Reading text —
Native support for unicode No Break space

#1

Hello,
I am using markdown for narrative texts and I would like to optimize my workflow. One of my drawback is that I can’t get my files to take care of No Break Space written in Unicode. Do you plan to have native support for unicode U+00A0 ?

I have made a try on http://spec.commonmark.org/dingus/ and I can’t get my no break space taken in account if I insert it with Ctrl+Shift+0020
But if I type   it is ok.
Do I make something wrong ? Is there any way to have NBSP taken in account with Unicode character ?
All the best from France

0 Likes

#2

Both reference parsers handle U+00A0 with no difficulty. Your question is really about the online dingus, I suppose, but I’d suggest you download one of the reference implementations and use it directly.

Note that you can also insert the character with  .

1 Like

#3

Thanks for your answer. I was speaking about offline tools. I have made a test, creating a simple markdown file with gedit, save it and with pandoc export it in epub (a simple command line, all default). The nbsp I have included with unicode Ctrl+Shift+0020 has not been taken in consideration in the resulting epub.
Is there some indication to include some where in the file ? Or some text editors to prefer ?

Items —

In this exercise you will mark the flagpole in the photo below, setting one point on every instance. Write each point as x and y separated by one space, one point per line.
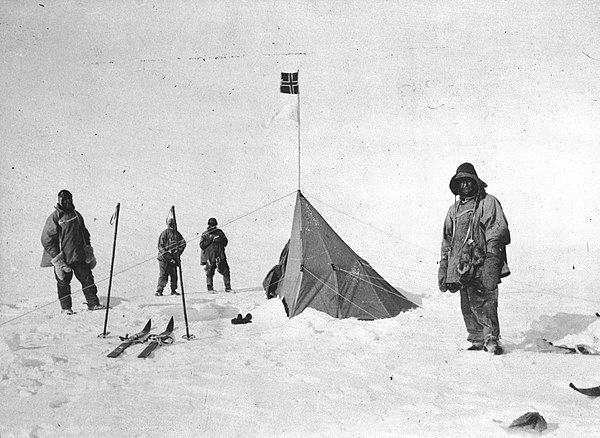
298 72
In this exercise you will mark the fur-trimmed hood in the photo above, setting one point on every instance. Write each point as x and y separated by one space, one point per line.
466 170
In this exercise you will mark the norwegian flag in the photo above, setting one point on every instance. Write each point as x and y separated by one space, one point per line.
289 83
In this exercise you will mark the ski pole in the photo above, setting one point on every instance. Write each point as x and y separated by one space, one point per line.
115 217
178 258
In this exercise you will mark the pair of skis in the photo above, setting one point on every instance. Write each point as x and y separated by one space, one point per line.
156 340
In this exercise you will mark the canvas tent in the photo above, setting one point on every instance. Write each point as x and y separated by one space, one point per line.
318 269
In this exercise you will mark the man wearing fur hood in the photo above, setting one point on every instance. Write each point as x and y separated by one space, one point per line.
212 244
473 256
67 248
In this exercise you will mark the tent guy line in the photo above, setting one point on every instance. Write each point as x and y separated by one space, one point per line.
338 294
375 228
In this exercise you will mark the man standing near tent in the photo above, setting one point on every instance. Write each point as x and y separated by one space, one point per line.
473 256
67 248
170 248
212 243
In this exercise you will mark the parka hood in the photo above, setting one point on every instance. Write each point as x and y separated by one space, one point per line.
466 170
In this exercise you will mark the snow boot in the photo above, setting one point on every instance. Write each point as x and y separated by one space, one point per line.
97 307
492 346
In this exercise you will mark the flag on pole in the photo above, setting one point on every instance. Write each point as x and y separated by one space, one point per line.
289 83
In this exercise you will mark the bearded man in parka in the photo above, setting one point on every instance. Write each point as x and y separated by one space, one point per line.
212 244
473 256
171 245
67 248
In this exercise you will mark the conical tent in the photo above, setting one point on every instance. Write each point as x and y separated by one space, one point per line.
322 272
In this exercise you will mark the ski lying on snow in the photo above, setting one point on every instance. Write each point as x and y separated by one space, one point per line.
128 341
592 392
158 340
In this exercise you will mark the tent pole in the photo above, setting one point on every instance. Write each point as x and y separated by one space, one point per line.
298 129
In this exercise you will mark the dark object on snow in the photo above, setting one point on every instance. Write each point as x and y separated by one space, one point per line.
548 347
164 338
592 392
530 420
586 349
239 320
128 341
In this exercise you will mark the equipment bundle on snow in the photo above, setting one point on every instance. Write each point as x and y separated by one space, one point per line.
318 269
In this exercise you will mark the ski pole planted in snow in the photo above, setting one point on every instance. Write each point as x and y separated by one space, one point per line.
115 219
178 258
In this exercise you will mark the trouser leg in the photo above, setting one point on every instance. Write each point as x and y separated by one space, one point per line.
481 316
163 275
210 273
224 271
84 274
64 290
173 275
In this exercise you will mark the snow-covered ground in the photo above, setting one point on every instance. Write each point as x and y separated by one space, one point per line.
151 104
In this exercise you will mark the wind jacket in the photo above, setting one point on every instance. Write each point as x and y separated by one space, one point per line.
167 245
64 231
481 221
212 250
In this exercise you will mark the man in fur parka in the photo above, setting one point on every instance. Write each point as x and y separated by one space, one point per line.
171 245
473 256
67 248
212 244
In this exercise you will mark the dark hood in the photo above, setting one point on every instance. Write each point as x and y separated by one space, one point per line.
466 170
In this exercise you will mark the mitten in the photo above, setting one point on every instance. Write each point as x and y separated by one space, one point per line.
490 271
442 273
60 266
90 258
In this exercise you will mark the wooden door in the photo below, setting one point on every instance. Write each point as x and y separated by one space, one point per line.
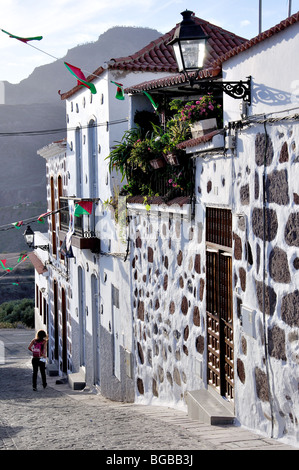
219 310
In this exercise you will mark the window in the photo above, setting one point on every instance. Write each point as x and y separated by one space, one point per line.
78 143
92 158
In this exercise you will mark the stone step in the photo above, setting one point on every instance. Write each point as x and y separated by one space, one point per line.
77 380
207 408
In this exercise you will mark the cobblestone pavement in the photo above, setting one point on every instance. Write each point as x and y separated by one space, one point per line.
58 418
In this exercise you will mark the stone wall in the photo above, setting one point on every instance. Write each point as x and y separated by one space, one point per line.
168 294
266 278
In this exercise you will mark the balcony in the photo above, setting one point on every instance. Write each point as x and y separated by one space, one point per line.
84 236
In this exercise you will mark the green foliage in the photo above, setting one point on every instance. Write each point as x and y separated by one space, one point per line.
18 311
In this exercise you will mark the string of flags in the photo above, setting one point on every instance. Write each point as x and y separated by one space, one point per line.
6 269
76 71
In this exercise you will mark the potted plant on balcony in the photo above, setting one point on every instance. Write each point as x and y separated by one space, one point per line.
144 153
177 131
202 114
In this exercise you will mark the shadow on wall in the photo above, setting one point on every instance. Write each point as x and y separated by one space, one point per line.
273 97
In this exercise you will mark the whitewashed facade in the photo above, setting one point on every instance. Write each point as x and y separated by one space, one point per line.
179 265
==
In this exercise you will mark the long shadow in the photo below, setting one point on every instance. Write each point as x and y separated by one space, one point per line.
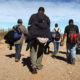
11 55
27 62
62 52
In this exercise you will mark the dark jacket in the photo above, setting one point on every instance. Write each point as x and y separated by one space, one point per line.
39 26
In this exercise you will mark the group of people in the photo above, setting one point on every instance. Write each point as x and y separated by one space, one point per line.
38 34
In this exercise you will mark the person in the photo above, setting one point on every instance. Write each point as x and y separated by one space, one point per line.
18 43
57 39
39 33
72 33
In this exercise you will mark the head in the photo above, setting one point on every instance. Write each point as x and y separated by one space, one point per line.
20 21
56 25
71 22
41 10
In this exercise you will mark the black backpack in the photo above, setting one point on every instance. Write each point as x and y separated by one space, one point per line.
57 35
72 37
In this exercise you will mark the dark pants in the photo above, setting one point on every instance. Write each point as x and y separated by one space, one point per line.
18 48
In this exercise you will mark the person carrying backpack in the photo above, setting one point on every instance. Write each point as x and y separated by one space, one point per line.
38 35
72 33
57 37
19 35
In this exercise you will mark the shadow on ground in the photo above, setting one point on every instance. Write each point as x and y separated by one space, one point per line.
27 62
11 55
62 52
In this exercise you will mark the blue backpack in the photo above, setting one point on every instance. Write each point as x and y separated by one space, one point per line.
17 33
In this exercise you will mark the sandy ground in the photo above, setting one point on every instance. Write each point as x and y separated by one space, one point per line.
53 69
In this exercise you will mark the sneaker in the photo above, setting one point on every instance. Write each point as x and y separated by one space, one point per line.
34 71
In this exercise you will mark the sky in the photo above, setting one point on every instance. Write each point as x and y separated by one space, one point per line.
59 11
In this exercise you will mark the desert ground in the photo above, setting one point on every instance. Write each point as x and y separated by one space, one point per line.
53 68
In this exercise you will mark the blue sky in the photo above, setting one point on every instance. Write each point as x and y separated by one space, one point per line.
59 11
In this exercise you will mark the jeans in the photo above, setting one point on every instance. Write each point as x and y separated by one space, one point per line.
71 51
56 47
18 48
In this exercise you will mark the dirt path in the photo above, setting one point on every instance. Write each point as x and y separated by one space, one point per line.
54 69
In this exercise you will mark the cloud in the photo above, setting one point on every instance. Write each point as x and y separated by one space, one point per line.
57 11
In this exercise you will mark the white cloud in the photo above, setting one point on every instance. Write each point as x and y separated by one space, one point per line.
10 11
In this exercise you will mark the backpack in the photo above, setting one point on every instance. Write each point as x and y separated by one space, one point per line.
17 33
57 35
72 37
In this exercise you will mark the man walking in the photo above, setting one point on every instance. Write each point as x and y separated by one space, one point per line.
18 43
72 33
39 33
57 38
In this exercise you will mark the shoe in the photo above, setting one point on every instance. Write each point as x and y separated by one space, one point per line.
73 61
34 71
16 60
---
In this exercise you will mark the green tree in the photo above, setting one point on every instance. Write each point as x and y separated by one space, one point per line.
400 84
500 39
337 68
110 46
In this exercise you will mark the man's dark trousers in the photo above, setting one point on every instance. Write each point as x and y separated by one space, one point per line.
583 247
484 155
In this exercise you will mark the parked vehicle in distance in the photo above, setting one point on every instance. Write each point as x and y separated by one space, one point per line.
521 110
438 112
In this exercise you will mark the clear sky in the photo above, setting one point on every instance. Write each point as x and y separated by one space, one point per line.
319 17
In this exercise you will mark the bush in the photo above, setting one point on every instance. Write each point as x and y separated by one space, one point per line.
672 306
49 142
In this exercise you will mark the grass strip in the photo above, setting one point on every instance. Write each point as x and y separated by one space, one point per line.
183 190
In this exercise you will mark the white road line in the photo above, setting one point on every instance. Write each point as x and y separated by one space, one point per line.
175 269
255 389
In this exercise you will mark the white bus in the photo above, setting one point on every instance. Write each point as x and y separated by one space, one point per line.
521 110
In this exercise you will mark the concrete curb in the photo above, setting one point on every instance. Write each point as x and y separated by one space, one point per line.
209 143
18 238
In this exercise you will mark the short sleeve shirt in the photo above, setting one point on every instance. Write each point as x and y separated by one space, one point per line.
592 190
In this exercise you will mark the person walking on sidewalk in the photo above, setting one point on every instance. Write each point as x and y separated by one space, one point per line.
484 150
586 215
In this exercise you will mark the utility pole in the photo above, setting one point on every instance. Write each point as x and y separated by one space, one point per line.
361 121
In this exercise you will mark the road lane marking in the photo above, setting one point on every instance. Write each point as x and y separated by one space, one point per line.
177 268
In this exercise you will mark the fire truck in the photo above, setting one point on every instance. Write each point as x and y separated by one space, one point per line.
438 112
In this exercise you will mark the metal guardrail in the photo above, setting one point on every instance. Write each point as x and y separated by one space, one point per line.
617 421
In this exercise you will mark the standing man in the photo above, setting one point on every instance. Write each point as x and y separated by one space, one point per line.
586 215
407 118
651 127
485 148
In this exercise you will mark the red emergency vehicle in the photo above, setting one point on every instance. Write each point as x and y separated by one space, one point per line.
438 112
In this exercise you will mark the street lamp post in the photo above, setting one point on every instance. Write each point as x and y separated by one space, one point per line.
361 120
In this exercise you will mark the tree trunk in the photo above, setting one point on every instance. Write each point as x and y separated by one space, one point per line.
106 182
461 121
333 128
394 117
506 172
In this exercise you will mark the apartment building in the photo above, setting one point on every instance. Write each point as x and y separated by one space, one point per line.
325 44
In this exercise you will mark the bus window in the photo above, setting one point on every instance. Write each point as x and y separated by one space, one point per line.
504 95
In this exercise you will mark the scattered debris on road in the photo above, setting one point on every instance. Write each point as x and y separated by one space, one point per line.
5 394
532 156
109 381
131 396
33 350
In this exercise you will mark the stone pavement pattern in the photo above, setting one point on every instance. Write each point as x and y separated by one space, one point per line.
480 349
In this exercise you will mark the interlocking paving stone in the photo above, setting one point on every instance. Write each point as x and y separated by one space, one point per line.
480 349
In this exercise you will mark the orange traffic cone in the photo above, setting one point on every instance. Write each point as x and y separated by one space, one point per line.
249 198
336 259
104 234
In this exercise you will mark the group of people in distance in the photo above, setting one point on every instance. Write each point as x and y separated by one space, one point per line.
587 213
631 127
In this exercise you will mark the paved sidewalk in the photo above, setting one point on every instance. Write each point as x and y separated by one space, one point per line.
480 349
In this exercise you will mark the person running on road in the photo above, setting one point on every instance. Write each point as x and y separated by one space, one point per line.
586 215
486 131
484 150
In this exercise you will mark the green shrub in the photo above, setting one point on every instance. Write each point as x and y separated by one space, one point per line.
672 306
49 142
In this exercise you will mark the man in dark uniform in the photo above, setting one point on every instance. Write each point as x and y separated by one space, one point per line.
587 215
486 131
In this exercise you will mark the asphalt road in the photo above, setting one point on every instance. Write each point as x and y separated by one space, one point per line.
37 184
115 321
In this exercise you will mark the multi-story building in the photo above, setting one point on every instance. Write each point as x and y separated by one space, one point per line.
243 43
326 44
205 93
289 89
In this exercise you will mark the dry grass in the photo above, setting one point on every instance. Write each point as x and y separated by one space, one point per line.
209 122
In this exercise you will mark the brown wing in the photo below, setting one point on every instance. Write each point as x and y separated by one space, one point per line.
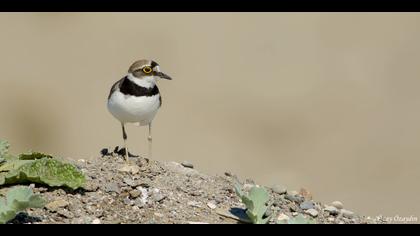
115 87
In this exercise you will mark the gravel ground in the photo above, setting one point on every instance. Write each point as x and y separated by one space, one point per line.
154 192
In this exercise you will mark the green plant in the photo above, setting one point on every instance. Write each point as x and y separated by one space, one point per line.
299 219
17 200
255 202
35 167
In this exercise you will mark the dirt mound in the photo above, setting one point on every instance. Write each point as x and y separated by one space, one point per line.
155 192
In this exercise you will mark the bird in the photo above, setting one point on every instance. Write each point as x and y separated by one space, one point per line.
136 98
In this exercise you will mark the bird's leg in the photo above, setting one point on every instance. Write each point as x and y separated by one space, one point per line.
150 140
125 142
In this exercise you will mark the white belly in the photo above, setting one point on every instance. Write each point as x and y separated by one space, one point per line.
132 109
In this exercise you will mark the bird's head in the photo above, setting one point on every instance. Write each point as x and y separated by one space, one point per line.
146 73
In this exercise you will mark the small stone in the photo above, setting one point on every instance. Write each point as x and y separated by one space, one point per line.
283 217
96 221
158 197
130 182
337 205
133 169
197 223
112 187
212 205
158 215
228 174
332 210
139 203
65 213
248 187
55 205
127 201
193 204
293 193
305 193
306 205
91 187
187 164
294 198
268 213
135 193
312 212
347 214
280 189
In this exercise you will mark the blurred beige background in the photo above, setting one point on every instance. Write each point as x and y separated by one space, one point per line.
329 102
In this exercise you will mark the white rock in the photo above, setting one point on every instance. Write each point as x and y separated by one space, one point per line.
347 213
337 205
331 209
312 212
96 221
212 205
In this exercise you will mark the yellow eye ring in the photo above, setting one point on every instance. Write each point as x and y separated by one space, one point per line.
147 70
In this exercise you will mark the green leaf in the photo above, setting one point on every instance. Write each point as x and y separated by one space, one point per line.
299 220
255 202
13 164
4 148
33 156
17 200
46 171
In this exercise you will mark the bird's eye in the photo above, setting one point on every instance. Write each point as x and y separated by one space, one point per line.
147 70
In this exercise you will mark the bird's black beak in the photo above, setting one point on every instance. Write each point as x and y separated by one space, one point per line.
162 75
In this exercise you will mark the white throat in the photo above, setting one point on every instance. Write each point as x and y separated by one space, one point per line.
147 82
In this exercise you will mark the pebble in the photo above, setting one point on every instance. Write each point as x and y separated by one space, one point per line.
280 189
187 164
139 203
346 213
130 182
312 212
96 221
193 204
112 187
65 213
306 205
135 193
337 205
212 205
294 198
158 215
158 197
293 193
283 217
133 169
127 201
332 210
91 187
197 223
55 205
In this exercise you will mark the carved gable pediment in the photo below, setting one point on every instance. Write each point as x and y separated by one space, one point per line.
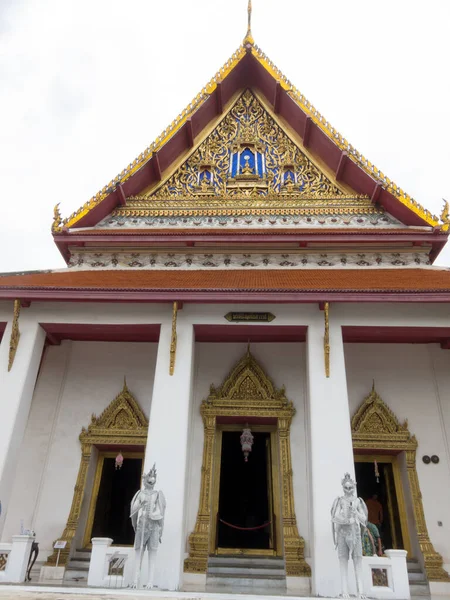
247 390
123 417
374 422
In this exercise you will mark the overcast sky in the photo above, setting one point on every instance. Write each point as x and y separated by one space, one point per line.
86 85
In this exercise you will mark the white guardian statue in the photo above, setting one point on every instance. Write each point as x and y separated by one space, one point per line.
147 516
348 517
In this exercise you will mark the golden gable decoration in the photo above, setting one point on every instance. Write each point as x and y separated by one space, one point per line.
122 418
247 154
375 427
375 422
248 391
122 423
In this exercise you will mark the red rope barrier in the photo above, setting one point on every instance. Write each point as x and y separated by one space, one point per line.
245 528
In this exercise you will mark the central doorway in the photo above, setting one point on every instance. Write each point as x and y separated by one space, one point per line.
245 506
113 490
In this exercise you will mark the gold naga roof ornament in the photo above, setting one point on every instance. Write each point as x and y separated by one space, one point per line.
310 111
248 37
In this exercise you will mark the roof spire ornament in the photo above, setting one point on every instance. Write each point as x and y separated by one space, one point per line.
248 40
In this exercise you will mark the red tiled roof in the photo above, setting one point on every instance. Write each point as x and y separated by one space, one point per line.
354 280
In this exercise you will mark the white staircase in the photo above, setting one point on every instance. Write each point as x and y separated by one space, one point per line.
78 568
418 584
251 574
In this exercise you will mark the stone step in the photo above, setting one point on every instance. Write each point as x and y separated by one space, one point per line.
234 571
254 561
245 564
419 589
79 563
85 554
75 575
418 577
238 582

What to produce — Reproduce the forum thread about Unicode no-break space support in full, word for word.

Exercise output —
Native support for unicode No Break space

#1

Hello,
I am using markdown for narrative texts and I would like to optimize my workflow. One of my drawback is that I can’t get my files to take care of No Break Space written in Unicode. Do you plan to have native support for unicode U+00A0 ?

I have made a try on http://spec.commonmark.org/dingus/ and I can’t get my no break space taken in account if I insert it with Ctrl+Shift+0020
But if I type   it is ok.
Do I make something wrong ? Is there any way to have NBSP taken in account with Unicode character ?
All the best from France

0 Likes

#2

Both reference parsers handle U+00A0 with no difficulty. Your question is really about the online dingus, I suppose, but I’d suggest you download one of the reference implementations and use it directly.

Note that you can also insert the character with  .

1 Like

#3

Thanks for your answer. I was speaking about offline tools. I have made a test, creating a simple markdown file with gedit, save it and with pandoc export it in epub (a simple command line, all default). The nbsp I have included with unicode Ctrl+Shift+0020 has not been taken in consideration in the resulting epub.
Is there some indication to include some where in the file ? Or some text editors to prefer ?